→ THE DATA:
* Begin *

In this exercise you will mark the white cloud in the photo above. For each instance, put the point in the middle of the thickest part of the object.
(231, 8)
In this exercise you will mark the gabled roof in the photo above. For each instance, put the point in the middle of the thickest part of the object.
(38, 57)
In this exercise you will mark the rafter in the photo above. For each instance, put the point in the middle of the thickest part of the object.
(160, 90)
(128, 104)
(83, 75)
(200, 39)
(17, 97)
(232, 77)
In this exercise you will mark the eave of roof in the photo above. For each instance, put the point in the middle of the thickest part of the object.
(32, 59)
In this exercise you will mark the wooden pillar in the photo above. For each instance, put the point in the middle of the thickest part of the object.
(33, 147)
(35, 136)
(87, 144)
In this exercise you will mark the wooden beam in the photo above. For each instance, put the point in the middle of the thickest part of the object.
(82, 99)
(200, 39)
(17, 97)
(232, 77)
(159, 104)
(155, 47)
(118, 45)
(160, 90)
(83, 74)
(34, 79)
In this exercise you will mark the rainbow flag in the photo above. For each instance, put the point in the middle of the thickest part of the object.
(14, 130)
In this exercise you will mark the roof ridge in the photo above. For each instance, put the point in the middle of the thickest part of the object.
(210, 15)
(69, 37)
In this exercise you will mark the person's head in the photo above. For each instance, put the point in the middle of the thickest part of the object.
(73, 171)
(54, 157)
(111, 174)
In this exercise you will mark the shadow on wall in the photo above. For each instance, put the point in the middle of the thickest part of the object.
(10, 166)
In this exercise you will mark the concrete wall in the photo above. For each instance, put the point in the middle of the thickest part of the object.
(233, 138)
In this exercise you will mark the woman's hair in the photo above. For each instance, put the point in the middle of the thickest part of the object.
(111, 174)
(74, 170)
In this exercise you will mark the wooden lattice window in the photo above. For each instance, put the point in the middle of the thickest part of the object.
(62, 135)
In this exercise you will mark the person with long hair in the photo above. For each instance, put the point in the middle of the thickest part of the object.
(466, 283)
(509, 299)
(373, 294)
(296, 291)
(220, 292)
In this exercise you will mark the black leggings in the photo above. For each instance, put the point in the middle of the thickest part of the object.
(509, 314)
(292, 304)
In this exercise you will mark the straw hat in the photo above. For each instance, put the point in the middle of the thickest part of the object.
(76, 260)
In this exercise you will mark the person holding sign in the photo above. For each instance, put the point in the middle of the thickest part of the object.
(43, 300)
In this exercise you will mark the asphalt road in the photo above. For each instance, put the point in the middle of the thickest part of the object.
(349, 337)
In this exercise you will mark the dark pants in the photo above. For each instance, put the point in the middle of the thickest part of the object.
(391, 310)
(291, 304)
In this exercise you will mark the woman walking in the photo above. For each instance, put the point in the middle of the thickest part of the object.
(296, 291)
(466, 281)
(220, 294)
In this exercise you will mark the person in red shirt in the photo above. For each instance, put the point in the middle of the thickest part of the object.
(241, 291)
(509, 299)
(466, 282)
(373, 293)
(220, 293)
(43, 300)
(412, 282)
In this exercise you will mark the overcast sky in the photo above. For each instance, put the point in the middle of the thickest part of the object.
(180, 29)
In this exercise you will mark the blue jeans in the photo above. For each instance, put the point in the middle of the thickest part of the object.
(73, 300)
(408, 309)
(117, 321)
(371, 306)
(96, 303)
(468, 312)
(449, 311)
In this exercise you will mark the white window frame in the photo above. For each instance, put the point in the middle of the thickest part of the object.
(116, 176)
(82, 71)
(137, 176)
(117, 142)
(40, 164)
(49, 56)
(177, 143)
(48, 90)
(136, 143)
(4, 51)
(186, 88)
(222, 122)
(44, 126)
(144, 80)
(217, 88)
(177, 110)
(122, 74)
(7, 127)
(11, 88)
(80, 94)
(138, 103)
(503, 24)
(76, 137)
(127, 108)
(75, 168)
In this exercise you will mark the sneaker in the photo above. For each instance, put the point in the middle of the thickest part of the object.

* End *

Copy every line of the records above, from the line with "In this exercise you will mark the white window" through the end of the records, and shift each answer coordinate up by 127.

In this exercise you will mark the white window frame in the photo above. For each instance, put the point in the middle of the thickest part of the object.
(243, 303)
(209, 198)
(264, 303)
(244, 269)
(167, 291)
(176, 183)
(304, 270)
(175, 217)
(263, 270)
(131, 178)
(313, 215)
(349, 249)
(171, 253)
(271, 207)
(344, 215)
(304, 237)
(249, 201)
(134, 254)
(138, 215)
(207, 221)
(265, 230)
(630, 151)
(203, 264)
(254, 235)
(202, 295)
In this exercise you will mark the sneaker in the photo above. For each instance, put the point in the middle of the thickest part of the object.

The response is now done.